Document section:
------------------------

# 1920s Elyria badged Colson Co.



## Drosentreter (Jun 28, 2022)

If any of you Colson lovers is looking for a project for a daughter or granddaughter to ride, boy have I got the bike for you. Huge potential with this girls 24” Elyria badged Colson Co. made bike. Shipping will be exact. Specify whether your bid is with or without shipping. If you do not specify I assume you are paying shipping. As always free local pickup or meetup if close. Awesome frame-set, crankset, chain, and forks. Looks to be all original to the bike. I’d love to keep it, but I don’t have the room, the time, or the little girl to let ride it. 
Thank you, Dane.


----------



## Drosentreter (Jun 29, 2022)

I know someone out there just has to have this bike. Throw out an offer. Ya never know what I might take.


----------



## Drosentreter (Jul 2, 2022)

Still unsold.


----------



## MrMonark13 (Jul 3, 2022)

$30


----------



## Drosentreter (Jul 3, 2022)

MrMonark13 said:


> $30



No Deal


----------



## MrMonark13 (Jul 4, 2022)

$40


----------



## Drosentreter (Jul 4, 2022)

MrMonark13 said:


> $40



No Deal


----------



## MrMonark13 (Jul 4, 2022)

$45


----------



## Drosentreter (Jul 4, 2022)

MrMonark13 said:


> $45



No Deal yet haha


----------



## MrMonark13 (Jul 4, 2022)

Drosentreter said:


> No Deal yet haha



I’ll have to break open the piggy bank to see if I’ve got enough to bid again! 🤣


----------



## Drosentreter (Jul 4, 2022)

MrMonark13 said:


> I’ll have to break open the piggy bank to see if I’ve got enough to bid again! 🤣



Hahaha. I feel that😂


----------



## MrMonark13 (Jul 4, 2022)

Sorry, I’m out


----------



## Drosentreter (Aug 25, 2022)

Still available for one of you Colson lovers…


----------

------------------------

Records for this exercise:

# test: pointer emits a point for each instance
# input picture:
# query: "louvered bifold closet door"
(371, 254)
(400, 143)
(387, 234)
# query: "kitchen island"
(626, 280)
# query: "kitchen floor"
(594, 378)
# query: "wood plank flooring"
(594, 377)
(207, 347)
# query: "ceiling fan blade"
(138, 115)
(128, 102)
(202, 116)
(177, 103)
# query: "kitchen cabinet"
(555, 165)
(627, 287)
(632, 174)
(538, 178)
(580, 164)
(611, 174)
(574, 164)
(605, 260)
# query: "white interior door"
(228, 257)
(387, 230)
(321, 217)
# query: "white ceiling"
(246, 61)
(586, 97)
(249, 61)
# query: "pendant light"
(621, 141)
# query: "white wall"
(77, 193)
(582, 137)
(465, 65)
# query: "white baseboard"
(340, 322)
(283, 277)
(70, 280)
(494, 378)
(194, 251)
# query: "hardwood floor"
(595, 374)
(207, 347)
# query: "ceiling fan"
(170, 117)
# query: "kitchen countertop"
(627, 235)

------------------------

Work to do:
1. Reproduce the passage of the bike sale thread between "## Drosentreter (Jun 28, 2022)" and "I might take.", inclusive.
2. Write out every one of the rows that follow the bike sale thread, keeping each line unchanged.
The bike sale thread and the rows are unrelated to each other.

Solutions:
1.
## Drosentreter (Jun 28, 2022)

If any of you Colson lovers is looking for a project for a daughter or granddaughter to ride, boy have I got the bike for you. Huge potential with this girls 24” Elyria badged Colson Co. made bike. Shipping will be exact. Specify whether your bid is with or without shipping. If you do not specify I assume you are paying shipping. As always free local pickup or meetup if close. Awesome frame-set, crankset, chain, and forks. Looks to be all original to the bike. I’d love to keep it, but I don’t have the room, the time, or the little girl to let ride it. 
Thank you, Dane.


----------



## Drosentreter (Jun 29, 2022)

I know someone out there just has to have this bike. Throw out an offer. Ya never know what I might take.

2.
# test: pointer emits a point for each instance
# input picture:
# query: "louvered bifold closet door"
(371, 254)
(400, 143)
(387, 234)
# query: "kitchen island"
(626, 280)
# query: "kitchen floor"
(594, 378)
# query: "wood plank flooring"
(594, 377)
(207, 347)
# query: "ceiling fan blade"
(138, 115)
(128, 102)
(202, 116)
(177, 103)
# query: "kitchen cabinet"
(555, 165)
(627, 287)
(632, 174)
(538, 178)
(580, 164)
(611, 174)
(574, 164)
(605, 260)
# query: "white interior door"
(228, 257)
(387, 230)
(321, 217)
# query: "white ceiling"
(246, 61)
(586, 97)
(249, 61)
# query: "pendant light"
(621, 141)
# query: "white wall"
(77, 193)
(582, 137)
(465, 65)
# query: "white baseboard"
(340, 322)
(283, 277)
(70, 280)
(494, 378)
(194, 251)
# query: "hardwood floor"
(595, 374)
(207, 347)
# query: "ceiling fan"
(170, 117)
# query: "kitchen countertop"
(627, 235)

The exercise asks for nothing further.